**WHAT IS REQUIRED:** Return every line from the rows below that contains the string "green", copying each line in full. Matching is case-sensitive.

--- start of RECORDS ---

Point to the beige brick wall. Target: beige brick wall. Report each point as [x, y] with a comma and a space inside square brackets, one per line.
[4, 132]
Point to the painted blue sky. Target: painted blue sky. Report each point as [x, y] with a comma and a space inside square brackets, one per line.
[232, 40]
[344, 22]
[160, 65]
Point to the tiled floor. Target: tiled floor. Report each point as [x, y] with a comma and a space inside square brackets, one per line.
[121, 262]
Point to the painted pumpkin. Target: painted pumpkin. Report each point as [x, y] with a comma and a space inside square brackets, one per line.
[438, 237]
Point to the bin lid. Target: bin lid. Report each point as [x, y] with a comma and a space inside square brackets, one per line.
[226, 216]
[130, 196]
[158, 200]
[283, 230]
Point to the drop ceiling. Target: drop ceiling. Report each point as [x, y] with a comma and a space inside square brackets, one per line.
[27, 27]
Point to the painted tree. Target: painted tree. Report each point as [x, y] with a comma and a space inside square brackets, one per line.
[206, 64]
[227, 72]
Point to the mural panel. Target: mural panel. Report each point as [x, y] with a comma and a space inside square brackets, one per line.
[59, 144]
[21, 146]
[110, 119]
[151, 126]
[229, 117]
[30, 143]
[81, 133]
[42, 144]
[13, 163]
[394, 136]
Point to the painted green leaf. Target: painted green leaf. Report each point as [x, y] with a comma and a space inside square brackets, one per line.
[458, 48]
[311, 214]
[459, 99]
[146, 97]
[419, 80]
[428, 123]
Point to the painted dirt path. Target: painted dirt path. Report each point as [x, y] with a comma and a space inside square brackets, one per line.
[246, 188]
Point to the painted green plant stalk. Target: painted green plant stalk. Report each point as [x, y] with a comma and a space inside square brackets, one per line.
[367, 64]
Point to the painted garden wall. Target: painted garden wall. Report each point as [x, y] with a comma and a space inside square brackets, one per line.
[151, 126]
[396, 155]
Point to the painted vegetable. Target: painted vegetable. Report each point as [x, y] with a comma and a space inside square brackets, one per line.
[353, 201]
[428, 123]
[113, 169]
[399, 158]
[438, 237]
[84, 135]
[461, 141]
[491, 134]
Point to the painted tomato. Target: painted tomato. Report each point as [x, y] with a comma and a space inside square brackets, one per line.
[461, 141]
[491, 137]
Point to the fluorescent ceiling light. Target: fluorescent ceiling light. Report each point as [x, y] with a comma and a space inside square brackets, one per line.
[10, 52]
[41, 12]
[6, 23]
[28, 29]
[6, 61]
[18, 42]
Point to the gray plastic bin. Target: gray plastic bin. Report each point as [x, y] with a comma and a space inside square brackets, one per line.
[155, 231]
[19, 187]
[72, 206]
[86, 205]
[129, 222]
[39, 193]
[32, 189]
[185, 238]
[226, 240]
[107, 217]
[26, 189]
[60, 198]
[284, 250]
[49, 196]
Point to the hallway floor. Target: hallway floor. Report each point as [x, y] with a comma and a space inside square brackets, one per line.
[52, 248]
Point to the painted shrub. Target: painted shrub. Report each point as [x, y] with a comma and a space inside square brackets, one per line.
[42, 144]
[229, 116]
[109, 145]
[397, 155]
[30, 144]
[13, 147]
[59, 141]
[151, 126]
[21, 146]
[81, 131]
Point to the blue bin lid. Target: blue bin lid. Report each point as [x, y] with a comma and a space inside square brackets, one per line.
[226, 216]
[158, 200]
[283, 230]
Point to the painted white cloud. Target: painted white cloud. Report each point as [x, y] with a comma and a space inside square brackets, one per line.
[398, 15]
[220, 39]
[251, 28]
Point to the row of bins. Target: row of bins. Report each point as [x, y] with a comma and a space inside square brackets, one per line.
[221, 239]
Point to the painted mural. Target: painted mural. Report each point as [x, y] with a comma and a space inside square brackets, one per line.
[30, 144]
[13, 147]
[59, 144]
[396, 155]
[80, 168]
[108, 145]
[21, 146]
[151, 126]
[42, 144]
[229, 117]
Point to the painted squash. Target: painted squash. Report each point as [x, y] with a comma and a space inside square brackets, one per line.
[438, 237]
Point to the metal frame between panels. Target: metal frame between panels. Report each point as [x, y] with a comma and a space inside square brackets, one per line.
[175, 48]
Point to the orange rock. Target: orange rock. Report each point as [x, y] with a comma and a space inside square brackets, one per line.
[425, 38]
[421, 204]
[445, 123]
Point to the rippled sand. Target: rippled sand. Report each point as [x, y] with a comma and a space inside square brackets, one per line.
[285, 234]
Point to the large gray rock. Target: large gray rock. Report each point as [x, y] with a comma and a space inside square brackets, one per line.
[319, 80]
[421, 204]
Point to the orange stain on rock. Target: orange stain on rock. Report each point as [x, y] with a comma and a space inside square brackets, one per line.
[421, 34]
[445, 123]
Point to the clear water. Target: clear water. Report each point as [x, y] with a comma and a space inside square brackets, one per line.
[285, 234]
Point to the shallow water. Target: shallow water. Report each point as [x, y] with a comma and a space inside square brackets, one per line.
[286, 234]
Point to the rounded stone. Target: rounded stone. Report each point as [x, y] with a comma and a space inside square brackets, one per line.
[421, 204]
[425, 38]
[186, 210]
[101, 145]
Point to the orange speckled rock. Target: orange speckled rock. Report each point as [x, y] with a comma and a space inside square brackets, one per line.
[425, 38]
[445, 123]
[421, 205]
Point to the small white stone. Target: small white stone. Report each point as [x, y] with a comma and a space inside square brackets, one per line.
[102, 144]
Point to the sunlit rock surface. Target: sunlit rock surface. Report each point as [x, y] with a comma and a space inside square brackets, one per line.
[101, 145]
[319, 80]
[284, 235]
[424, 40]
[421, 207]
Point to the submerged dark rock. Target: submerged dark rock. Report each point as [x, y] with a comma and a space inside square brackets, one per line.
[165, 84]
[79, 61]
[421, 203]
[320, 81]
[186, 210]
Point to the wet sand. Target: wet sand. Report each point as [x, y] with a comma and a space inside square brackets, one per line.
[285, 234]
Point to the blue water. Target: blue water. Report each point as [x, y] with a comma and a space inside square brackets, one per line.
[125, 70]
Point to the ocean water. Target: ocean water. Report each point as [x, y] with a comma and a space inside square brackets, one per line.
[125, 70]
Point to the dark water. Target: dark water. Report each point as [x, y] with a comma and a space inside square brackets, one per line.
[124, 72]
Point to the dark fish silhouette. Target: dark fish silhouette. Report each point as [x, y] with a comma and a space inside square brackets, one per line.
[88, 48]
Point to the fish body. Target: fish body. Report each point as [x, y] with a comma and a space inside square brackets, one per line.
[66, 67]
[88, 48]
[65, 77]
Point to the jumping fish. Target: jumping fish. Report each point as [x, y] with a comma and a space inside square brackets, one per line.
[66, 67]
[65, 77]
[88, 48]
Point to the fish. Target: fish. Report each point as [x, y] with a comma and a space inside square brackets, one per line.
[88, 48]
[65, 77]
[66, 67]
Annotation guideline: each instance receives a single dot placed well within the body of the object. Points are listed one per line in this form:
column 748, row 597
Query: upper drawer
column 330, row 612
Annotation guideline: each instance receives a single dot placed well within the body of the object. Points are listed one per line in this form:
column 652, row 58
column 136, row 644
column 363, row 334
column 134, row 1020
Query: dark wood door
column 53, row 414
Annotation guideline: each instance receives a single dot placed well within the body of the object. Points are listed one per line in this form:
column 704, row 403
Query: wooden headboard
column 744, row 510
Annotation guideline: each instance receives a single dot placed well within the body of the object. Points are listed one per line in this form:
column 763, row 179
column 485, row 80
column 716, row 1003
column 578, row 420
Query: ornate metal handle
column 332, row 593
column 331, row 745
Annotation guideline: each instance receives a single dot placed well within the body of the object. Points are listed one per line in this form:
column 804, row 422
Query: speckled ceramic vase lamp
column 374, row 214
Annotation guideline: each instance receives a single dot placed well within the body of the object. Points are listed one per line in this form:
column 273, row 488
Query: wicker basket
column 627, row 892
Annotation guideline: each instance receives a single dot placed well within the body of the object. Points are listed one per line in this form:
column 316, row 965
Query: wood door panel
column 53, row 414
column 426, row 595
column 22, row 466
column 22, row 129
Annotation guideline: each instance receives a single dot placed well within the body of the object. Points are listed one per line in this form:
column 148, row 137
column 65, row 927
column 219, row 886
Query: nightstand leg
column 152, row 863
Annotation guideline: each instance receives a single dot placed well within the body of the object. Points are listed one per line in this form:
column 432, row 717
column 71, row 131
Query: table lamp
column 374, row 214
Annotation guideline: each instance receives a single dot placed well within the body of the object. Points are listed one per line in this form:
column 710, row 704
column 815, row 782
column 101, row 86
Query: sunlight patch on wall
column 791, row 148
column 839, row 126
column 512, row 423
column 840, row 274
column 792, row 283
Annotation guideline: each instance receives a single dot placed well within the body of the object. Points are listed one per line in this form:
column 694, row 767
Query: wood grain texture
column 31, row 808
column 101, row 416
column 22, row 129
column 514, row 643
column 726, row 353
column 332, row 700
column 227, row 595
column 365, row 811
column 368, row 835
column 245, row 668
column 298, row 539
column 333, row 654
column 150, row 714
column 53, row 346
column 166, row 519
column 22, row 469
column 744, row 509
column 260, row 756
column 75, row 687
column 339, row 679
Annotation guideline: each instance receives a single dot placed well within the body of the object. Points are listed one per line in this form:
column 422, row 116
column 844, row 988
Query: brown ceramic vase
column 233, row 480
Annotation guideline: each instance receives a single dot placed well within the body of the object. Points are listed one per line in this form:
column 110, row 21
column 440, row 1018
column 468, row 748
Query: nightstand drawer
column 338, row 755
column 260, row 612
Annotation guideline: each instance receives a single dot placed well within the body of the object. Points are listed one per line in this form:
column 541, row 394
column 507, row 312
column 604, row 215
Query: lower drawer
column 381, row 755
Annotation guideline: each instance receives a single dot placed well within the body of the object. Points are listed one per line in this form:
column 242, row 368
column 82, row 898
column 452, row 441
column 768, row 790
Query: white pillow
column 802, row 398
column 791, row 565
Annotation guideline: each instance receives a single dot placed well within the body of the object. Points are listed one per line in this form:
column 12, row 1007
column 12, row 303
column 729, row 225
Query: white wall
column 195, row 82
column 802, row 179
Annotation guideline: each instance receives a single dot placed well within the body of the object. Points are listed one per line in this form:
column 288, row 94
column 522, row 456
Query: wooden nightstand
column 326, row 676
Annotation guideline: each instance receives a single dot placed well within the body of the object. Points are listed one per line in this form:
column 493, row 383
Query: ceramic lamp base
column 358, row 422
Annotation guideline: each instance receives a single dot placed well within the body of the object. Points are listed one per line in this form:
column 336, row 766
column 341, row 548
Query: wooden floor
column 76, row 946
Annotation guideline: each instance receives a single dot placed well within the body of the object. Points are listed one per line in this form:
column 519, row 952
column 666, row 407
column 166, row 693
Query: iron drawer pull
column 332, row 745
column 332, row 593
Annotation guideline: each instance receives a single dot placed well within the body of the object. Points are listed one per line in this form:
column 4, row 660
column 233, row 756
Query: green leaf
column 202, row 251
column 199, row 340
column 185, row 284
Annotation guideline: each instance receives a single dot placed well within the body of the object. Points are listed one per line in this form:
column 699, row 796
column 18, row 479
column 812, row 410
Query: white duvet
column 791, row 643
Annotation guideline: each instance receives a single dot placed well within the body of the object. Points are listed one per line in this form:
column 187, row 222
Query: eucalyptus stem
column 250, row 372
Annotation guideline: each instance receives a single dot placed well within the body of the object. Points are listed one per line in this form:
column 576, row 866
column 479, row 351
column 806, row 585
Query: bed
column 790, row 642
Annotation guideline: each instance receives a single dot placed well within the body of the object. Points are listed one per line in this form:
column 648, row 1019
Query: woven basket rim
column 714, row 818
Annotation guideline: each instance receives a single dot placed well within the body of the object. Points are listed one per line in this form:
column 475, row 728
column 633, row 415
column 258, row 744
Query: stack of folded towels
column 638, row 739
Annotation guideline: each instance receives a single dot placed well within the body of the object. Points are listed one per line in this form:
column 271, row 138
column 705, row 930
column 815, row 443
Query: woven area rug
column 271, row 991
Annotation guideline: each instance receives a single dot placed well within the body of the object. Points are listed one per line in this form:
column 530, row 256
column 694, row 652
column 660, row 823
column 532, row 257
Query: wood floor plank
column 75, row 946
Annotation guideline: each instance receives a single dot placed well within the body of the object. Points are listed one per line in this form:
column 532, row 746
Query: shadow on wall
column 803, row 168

--- end of RECORDS ---

**FINISHED EXERCISE:**
Point to the painted green leaf. Target: painted green leaf. Report each point as [x, y] with a comma and a space inside square brackets, one per line.
Point to the painted green plant stalk. Target: painted green plant stalk. Report each point as [x, y] with a comma and a space inside square brackets, one per line.
Query: green leaf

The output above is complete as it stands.